------ STUDY TEXT ------

The FBI seemed to accept the explanation, but when Haupt left the office, agents followed him. They trailed him for three days in hopes he would lead them to Neubauer. When that did not happen, they arrested him, and he told them where they could find the last member of his team.

Hermann Neubauer, who was staying at the Sheridan Plaza hotel, had gotten so lonely that he visited a couple he barely knew–friends of his wife. He told them he had come to America aboard a German submarine on assignment from the German government, and he left his money in their care. Meanwhile, he spent most of his time in movie theaters. When he got back to his hotel Saturday night after a film, FBI agents were waiting for him.

Only after all his colleagues were in jail did the FBI officially arrest George Dasch. To his great dismay, they considered him just as guilty as the others. Dasch begged to be jailed with his colleagues, so they would not realize he had turned them in. Hoover, who did not want Germany or even the president of the United States to know how the saboteurs had been captured, was only too happy to comply.

------ INPUT DATA ------

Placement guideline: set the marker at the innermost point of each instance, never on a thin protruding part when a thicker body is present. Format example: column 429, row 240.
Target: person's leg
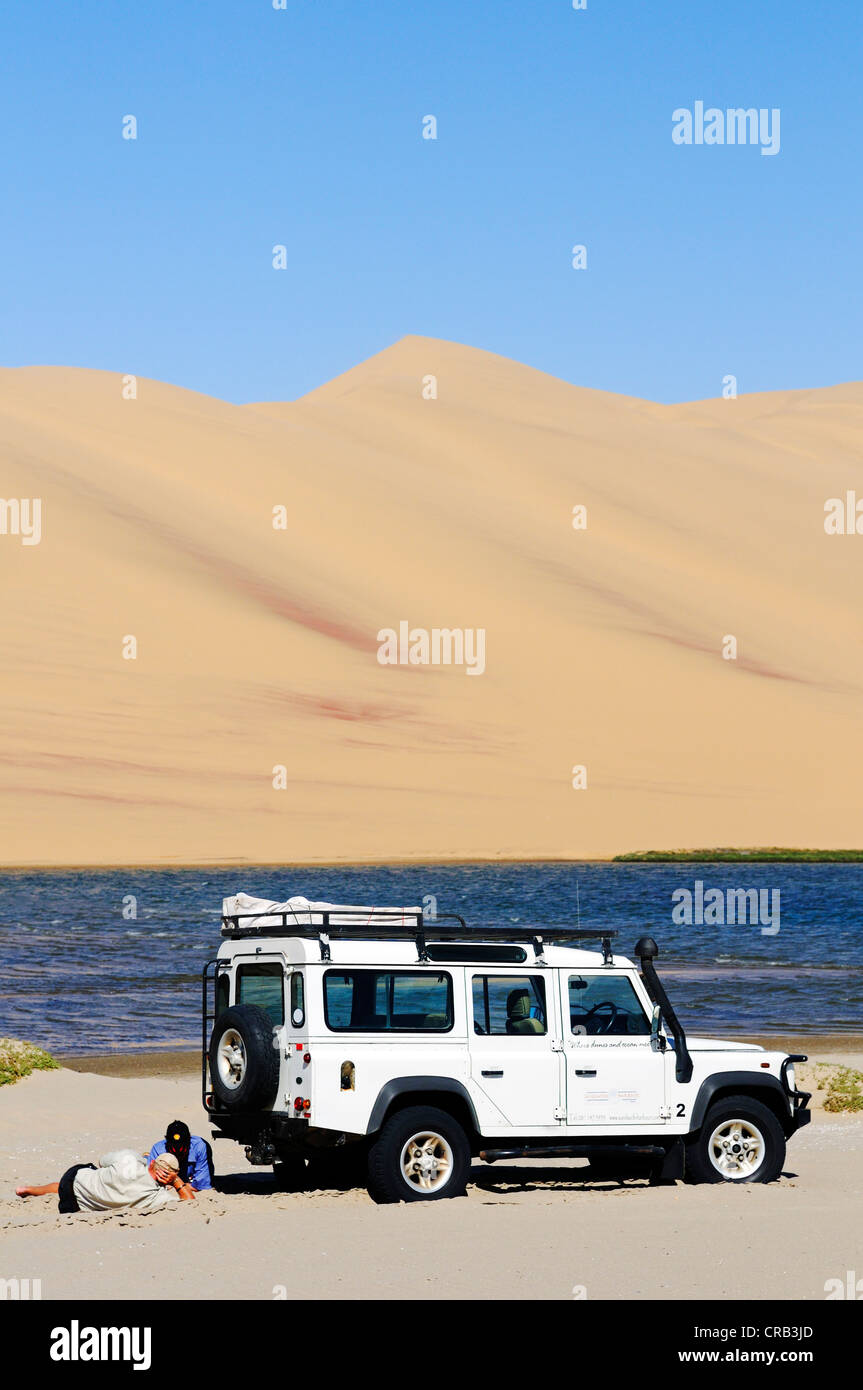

------

## TASK ITEM
List every person named in the passage about the arrests of the German saboteurs.

## RESPONSE TO THE EXERCISE
Haupt, Hermann Neubauer, George Dasch, Hoover